--- start ---

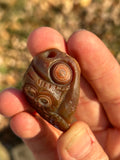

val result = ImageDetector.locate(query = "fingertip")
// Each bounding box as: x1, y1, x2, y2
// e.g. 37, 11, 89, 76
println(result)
58, 121, 108, 160
27, 27, 66, 56
67, 30, 108, 58
10, 112, 40, 139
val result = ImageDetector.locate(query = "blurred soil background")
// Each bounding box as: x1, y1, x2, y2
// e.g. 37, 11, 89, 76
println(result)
0, 0, 120, 160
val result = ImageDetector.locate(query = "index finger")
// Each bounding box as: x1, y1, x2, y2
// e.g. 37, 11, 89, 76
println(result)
68, 30, 120, 127
0, 27, 66, 117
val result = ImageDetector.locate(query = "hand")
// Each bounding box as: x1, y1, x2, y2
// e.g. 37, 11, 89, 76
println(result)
0, 27, 120, 160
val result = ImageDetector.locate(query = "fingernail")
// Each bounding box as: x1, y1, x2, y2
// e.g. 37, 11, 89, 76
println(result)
66, 129, 93, 159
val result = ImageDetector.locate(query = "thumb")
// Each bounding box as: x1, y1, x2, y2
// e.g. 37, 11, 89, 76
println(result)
57, 121, 109, 160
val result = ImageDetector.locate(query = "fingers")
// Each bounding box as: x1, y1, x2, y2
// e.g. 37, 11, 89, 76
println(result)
75, 76, 110, 131
0, 88, 34, 117
10, 112, 41, 139
58, 121, 108, 160
68, 30, 120, 127
27, 27, 66, 56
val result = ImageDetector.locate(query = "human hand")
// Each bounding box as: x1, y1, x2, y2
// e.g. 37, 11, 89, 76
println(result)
0, 27, 120, 160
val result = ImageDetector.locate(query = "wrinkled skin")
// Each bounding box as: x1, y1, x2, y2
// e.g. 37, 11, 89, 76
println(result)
0, 27, 120, 160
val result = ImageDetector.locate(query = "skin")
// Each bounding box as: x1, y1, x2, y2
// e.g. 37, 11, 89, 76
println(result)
0, 27, 120, 160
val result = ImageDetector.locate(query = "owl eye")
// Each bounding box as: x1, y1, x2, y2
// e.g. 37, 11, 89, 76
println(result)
24, 85, 36, 99
51, 62, 73, 85
37, 95, 52, 107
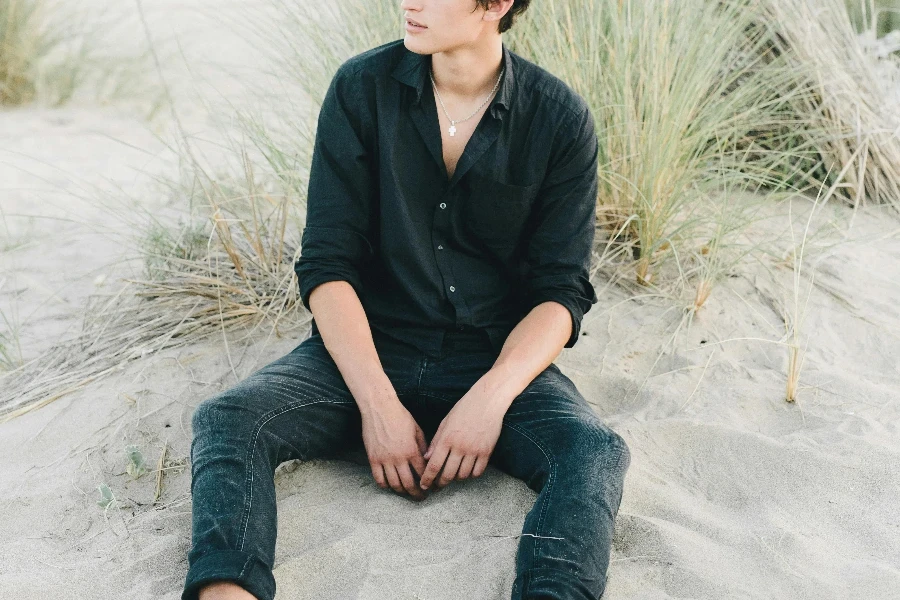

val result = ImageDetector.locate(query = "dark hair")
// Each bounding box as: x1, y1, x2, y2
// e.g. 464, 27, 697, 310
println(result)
475, 0, 531, 33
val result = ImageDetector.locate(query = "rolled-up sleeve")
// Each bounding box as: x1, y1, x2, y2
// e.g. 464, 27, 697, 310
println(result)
294, 63, 377, 309
524, 105, 599, 348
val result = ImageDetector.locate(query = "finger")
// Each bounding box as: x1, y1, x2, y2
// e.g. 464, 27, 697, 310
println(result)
438, 450, 463, 487
369, 463, 387, 489
419, 446, 450, 490
416, 425, 428, 454
409, 454, 426, 481
456, 454, 478, 479
397, 463, 425, 500
424, 421, 444, 460
384, 465, 404, 494
472, 456, 488, 477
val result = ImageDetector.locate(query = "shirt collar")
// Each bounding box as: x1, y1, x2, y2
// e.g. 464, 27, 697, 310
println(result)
391, 42, 515, 116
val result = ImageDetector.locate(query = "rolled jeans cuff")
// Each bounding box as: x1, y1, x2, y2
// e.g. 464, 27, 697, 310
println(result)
181, 550, 275, 600
512, 568, 606, 600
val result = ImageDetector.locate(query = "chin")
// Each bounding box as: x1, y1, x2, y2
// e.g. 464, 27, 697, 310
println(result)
403, 33, 434, 54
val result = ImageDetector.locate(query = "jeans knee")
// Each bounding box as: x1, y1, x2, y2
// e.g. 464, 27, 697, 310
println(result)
576, 421, 631, 471
191, 394, 253, 437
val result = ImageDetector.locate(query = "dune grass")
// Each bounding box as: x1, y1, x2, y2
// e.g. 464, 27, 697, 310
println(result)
768, 0, 900, 216
0, 0, 163, 108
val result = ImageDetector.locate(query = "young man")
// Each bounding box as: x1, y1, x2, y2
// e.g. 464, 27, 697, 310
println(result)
182, 0, 630, 600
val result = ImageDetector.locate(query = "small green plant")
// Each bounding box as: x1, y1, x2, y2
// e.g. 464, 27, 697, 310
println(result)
125, 444, 147, 479
97, 483, 116, 510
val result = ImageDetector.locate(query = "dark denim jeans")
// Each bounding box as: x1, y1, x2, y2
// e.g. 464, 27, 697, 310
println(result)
182, 330, 631, 600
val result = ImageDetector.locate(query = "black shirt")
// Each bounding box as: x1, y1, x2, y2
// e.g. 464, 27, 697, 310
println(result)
294, 39, 599, 356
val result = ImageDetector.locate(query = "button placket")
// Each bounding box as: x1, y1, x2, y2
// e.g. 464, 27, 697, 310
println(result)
432, 189, 469, 322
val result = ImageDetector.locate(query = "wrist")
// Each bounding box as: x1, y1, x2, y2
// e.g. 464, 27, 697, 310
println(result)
479, 365, 524, 415
353, 376, 400, 417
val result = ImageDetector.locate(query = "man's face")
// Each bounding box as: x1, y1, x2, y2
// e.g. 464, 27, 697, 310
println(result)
400, 0, 498, 54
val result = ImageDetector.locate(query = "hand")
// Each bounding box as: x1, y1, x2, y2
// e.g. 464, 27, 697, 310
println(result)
362, 398, 426, 500
419, 388, 505, 490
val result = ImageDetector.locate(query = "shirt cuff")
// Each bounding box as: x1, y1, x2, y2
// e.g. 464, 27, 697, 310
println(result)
528, 291, 584, 348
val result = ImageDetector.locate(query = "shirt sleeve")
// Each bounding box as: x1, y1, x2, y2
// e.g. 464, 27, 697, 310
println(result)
524, 106, 599, 348
294, 63, 377, 309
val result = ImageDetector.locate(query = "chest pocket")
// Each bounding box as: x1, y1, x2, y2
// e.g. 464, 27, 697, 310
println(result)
463, 173, 541, 249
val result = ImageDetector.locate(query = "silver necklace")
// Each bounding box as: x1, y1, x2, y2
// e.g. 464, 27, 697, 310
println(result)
428, 67, 506, 136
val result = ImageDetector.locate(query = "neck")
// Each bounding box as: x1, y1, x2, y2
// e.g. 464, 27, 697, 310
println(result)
431, 35, 503, 101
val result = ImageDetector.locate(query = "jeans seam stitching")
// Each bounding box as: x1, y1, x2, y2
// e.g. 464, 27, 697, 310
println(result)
238, 398, 346, 552
504, 419, 556, 576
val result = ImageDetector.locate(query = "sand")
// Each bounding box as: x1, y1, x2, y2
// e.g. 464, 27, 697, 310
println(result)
0, 2, 900, 600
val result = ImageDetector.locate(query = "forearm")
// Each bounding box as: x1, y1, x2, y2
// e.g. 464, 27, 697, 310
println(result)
477, 302, 572, 414
309, 281, 396, 414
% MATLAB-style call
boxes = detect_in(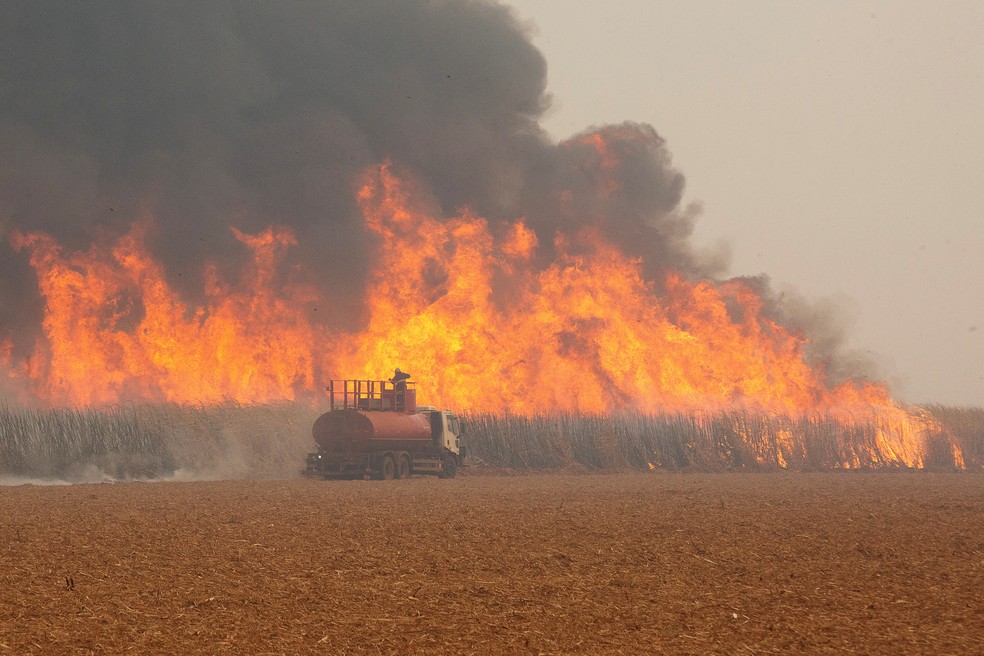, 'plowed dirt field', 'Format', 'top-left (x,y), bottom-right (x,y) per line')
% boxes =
(0, 473), (984, 655)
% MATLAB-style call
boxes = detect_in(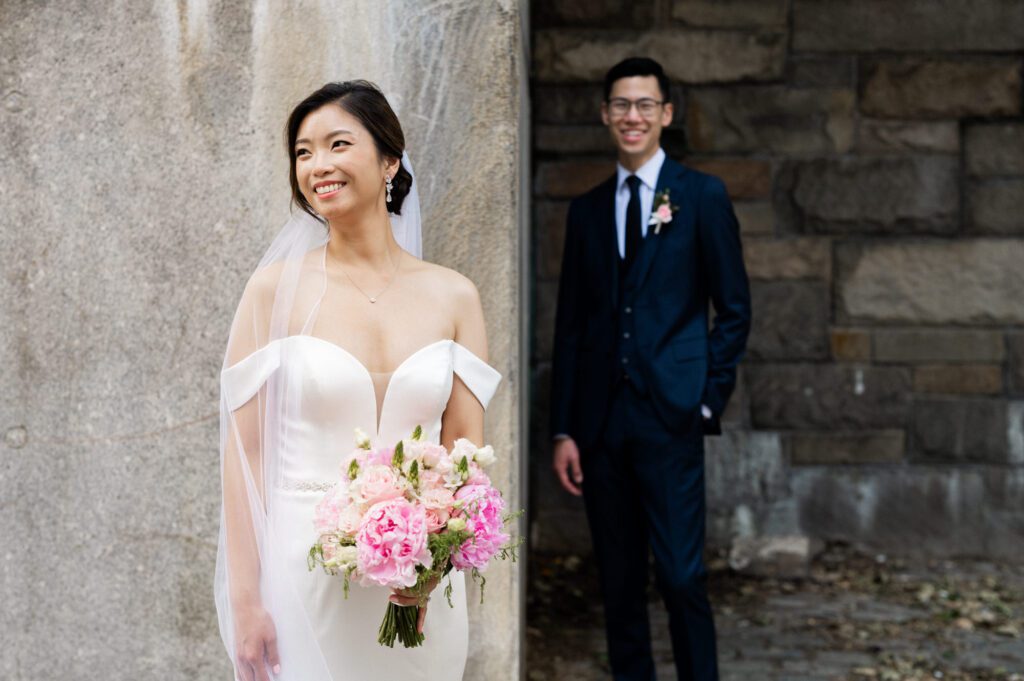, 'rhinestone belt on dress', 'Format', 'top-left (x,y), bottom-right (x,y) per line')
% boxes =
(278, 480), (334, 492)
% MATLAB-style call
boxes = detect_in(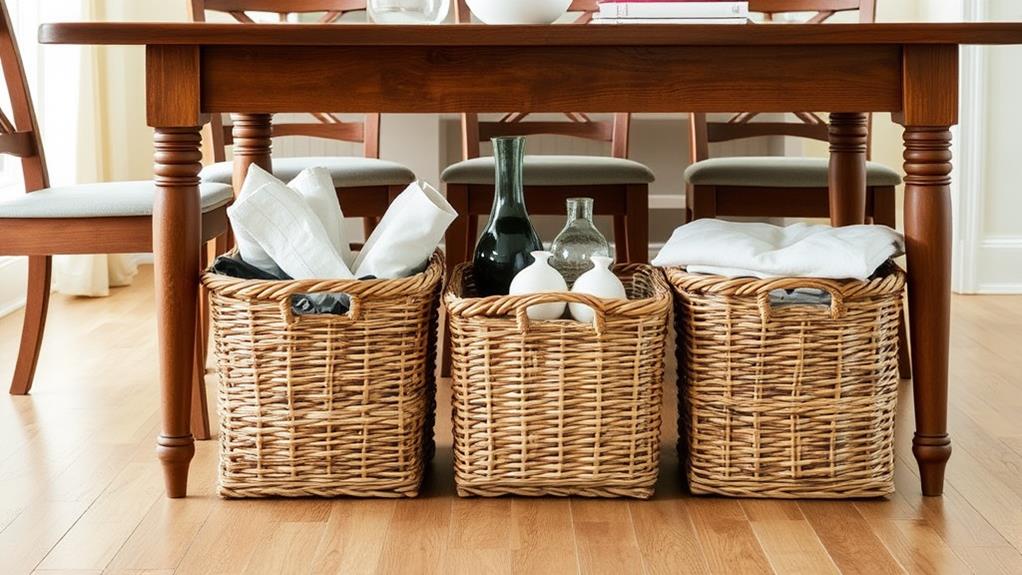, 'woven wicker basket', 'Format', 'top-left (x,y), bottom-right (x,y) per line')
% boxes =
(667, 265), (905, 498)
(202, 251), (445, 497)
(444, 265), (670, 498)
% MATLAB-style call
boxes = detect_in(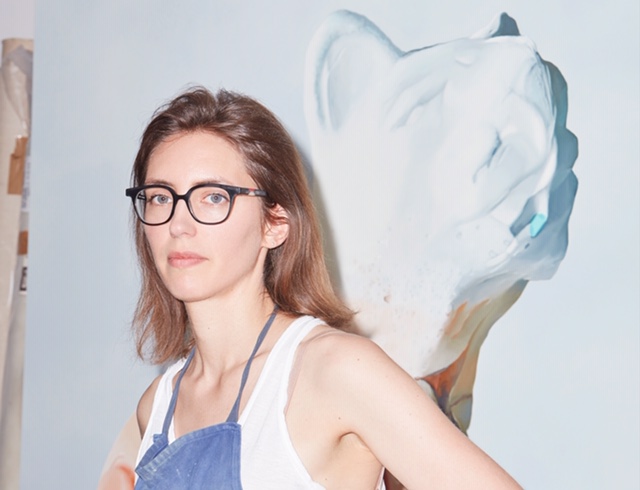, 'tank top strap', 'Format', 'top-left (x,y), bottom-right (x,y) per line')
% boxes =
(227, 305), (278, 423)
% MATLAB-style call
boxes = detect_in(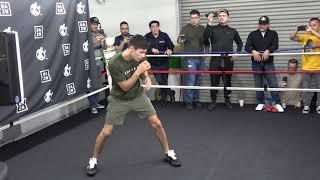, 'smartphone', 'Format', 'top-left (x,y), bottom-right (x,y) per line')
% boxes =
(98, 29), (106, 37)
(282, 76), (288, 82)
(206, 11), (218, 17)
(298, 25), (307, 31)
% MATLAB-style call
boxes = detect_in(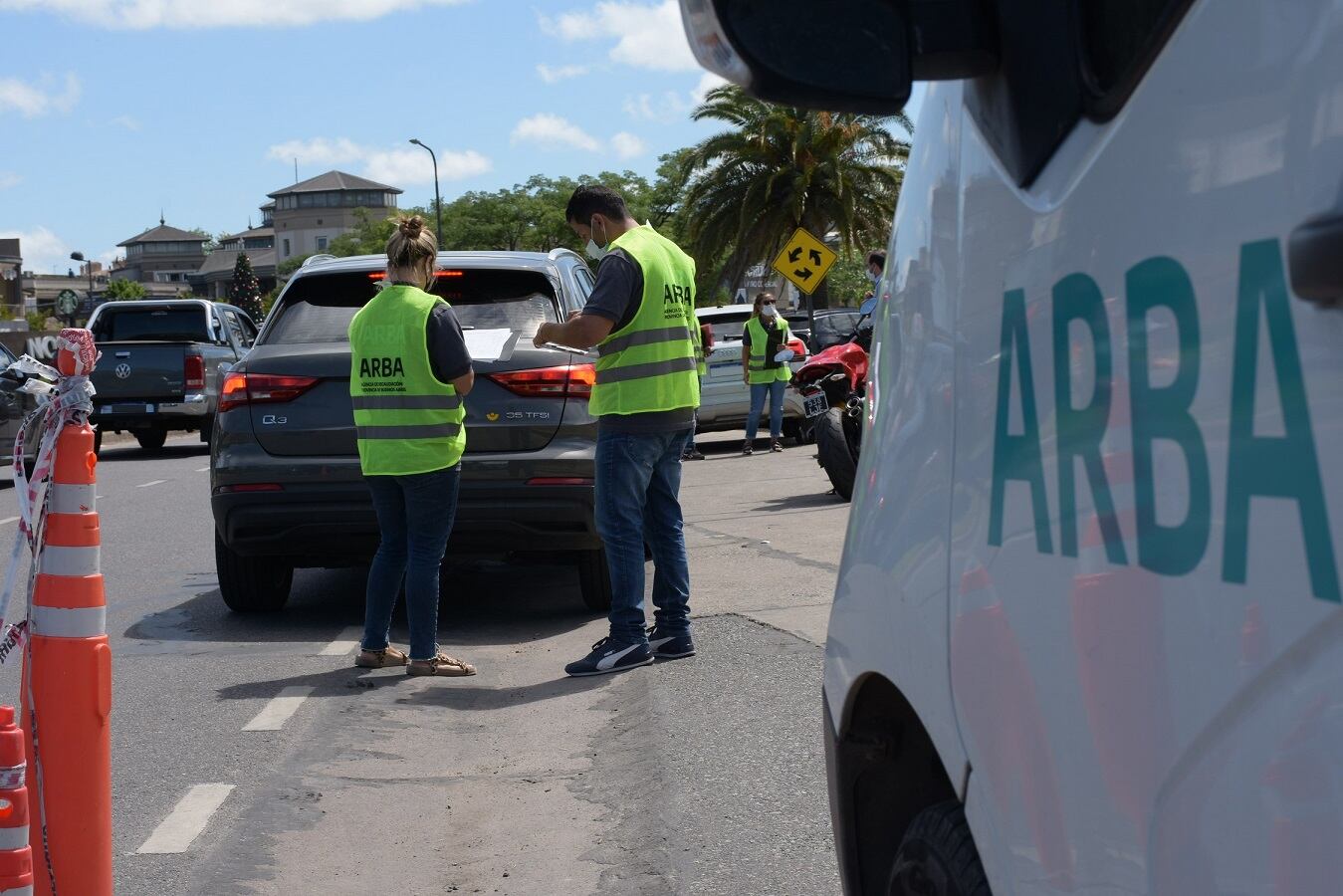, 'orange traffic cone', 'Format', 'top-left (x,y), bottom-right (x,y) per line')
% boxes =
(23, 331), (112, 896)
(0, 707), (32, 896)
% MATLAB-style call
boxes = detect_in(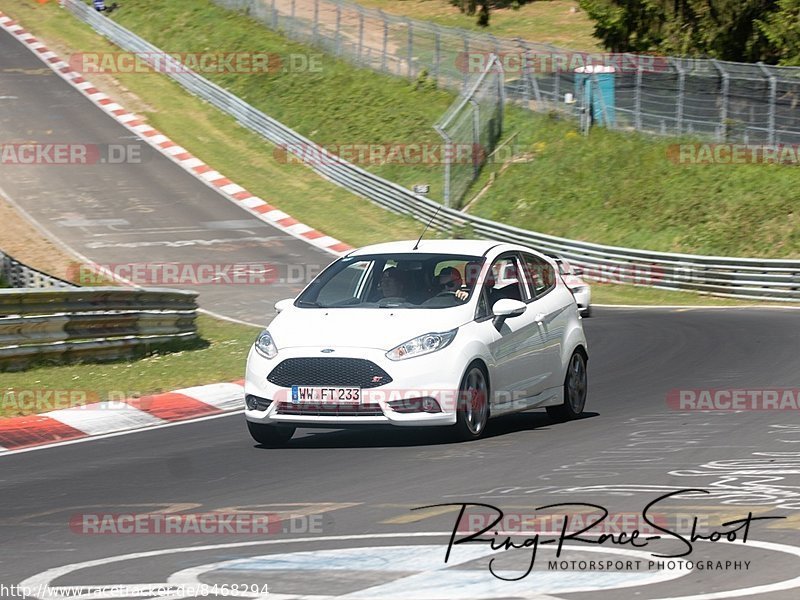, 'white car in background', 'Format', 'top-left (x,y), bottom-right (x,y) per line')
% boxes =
(245, 240), (588, 445)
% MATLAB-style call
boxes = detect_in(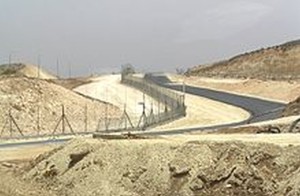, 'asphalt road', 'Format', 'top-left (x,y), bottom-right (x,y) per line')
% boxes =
(0, 74), (285, 148)
(147, 74), (285, 124)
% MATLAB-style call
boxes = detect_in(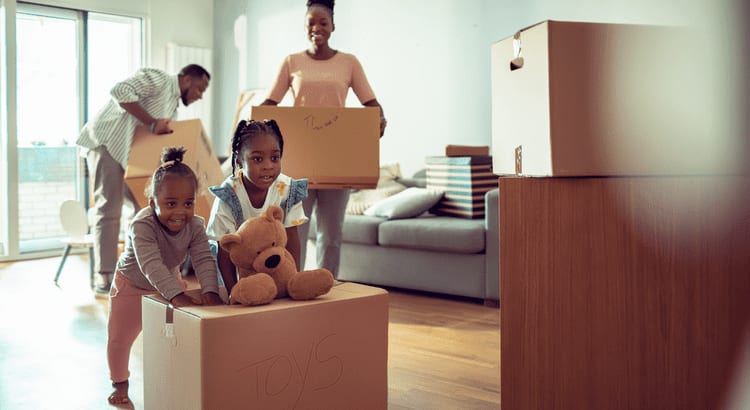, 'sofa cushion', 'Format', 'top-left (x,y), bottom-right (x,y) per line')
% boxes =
(364, 187), (443, 219)
(342, 215), (384, 245)
(378, 214), (485, 253)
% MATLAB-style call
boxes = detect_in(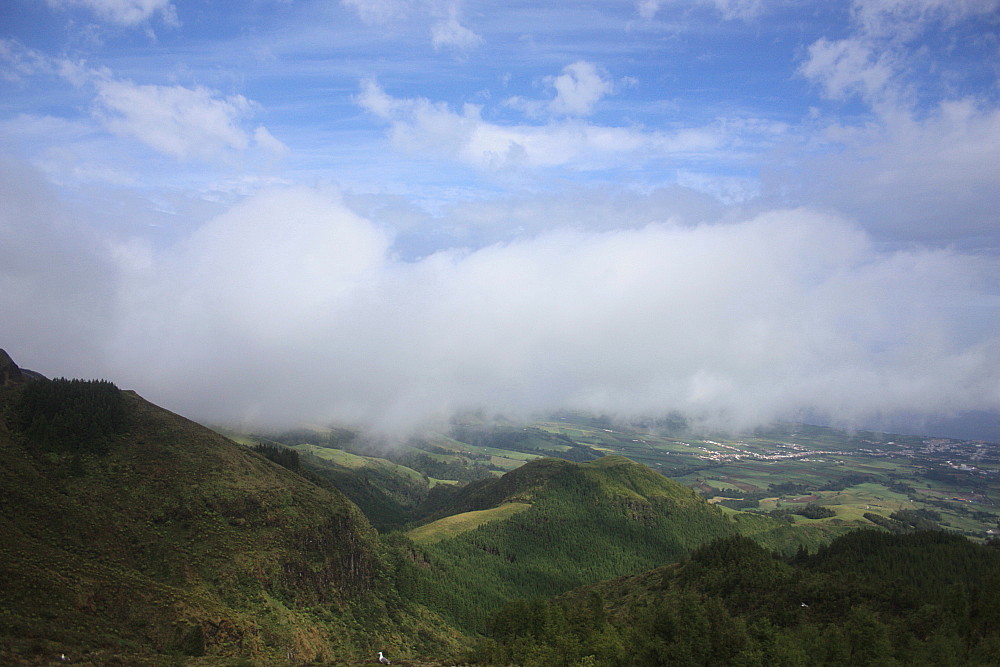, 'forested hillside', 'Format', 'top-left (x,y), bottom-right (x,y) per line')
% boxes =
(0, 380), (455, 664)
(478, 530), (1000, 667)
(386, 456), (824, 631)
(0, 352), (1000, 667)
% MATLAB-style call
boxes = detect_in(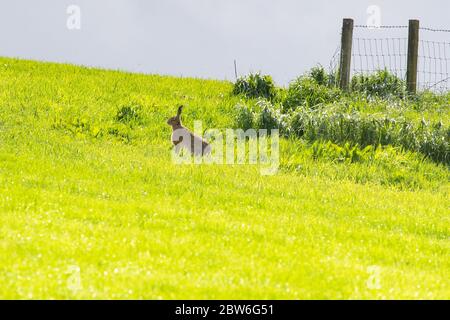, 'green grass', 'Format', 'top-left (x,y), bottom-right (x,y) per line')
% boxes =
(0, 58), (450, 299)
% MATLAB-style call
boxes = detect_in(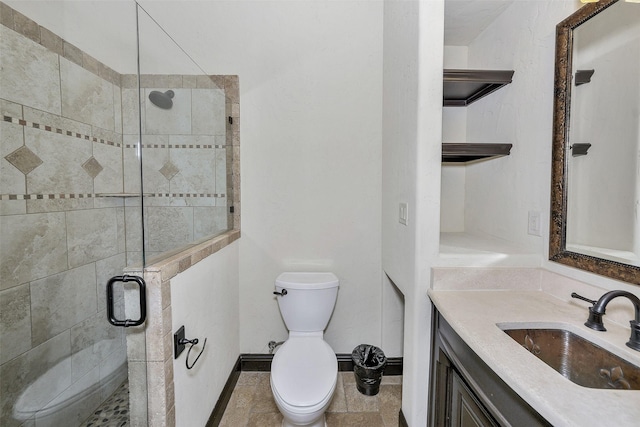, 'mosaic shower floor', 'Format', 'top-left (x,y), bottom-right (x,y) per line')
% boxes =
(80, 381), (129, 427)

--- end ---

- **BRIEF**: Rewrite the records from their start through the line containing "475, 0, 531, 33", replacing "ImageDetector" with "ObjectFinder" everywhere and leaving everything else unchanged. Leave out the pictures.

- **SOLUTION BELOW**:
val result = ObjectFinder.locate(query = "fingertip")
// Each bounding box as: x1, y1, x2, y2
// e.g. 37, 11, 89, 76
println(result)
58, 121, 108, 160
27, 27, 66, 56
67, 30, 108, 58
10, 112, 40, 139
val result = ObjectFinder.locate(query = "blurred soil background")
// Each bounding box as: x1, y1, x2, y2
// e.g. 37, 11, 89, 76
println(result)
0, 0, 120, 160
val result = ObjectFinder.locate(query = "index finger")
// Each bounding box as: x1, y1, x2, y2
// e.g. 37, 11, 89, 76
println(result)
68, 30, 120, 127
0, 27, 66, 117
val result = ObjectFinder.locate(query = "hand")
// Each bounding box as: x1, y1, x2, y2
// e.g. 37, 11, 89, 76
println(result)
0, 27, 120, 160
val result = ObjectFinder.locate(query = "fingernail")
// Each bounding box as: x1, y1, x2, y2
// e.g. 37, 11, 89, 76
println(result)
66, 129, 93, 159
val result = ObjectFinder.locate(query = "thumb")
// Each bounding box as: x1, y1, x2, y2
// e.g. 37, 11, 89, 76
println(result)
57, 121, 109, 160
val result = ObjectFinder.locate(query = "fingers")
// Each bounding box as: x1, y1, x2, y2
// e.g. 37, 11, 89, 76
println(result)
75, 76, 110, 131
0, 88, 34, 117
10, 112, 41, 139
58, 121, 108, 160
68, 30, 120, 127
27, 27, 66, 56
val result = ObjectFinder.locate(query = "human hand")
// Each bounding box as: x1, y1, x2, y2
// e.g. 37, 11, 89, 76
println(result)
0, 27, 120, 160
val result = ObjectFinder.locate(query = "wrinkled skin")
// Each bounding box as: x1, y1, x2, y2
// e.g. 37, 11, 89, 76
println(result)
0, 27, 120, 160
val result = ObjectFinder.locate(query = "skin")
// Each bounding box as: x1, y1, x2, y2
// e.g. 37, 11, 89, 76
println(result)
0, 27, 120, 160
val result = ObjectFinder.locate(query = "owl eye")
// Each bounding box as: x1, y1, x2, y2
// e.g. 37, 11, 89, 76
println(result)
24, 85, 36, 99
51, 62, 73, 85
37, 95, 52, 107

val result = ObjectFinder.locate(query = "dark hair")
// Each bounding box as: x1, y1, x2, y2
// e.g. 464, 27, 697, 310
println(result)
475, 0, 531, 33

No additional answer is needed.